AVAILABLE DATA:
========================================

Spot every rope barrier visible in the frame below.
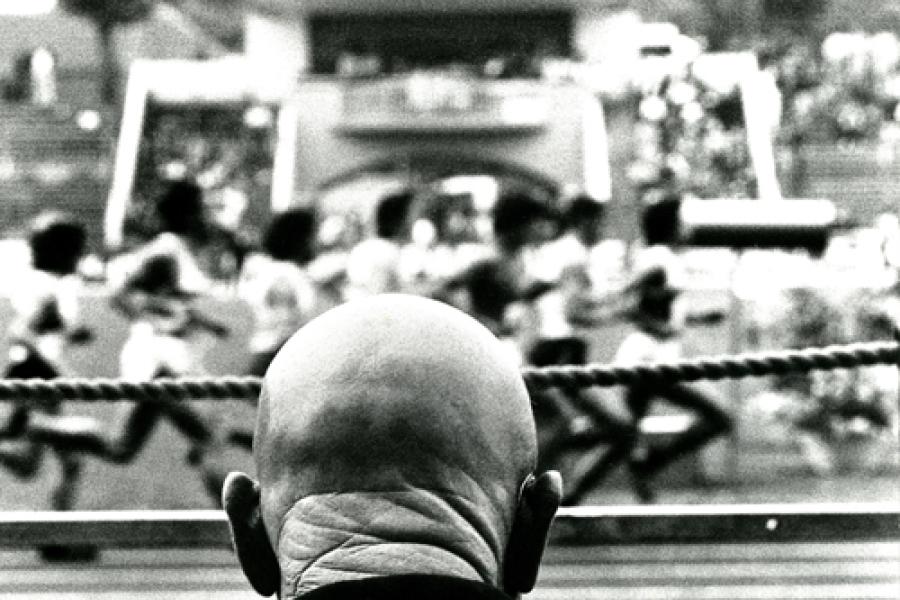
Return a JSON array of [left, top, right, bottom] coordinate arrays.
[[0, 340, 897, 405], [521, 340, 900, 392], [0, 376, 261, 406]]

========================================

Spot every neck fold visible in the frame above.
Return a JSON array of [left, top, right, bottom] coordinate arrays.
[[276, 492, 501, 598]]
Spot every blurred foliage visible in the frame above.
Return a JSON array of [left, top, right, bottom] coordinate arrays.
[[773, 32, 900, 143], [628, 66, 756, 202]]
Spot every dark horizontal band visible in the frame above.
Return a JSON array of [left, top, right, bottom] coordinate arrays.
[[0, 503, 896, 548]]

========================================

PROBLEM DETAILS:
Scan the listing and report each line where the word "above" shows up.

SOLUTION FOR THIS PROBLEM:
Spot every neck fold visible in the frame above.
Spot every blurred foliage visible in the frame above.
Spot every dark horizontal band visible in the frame above.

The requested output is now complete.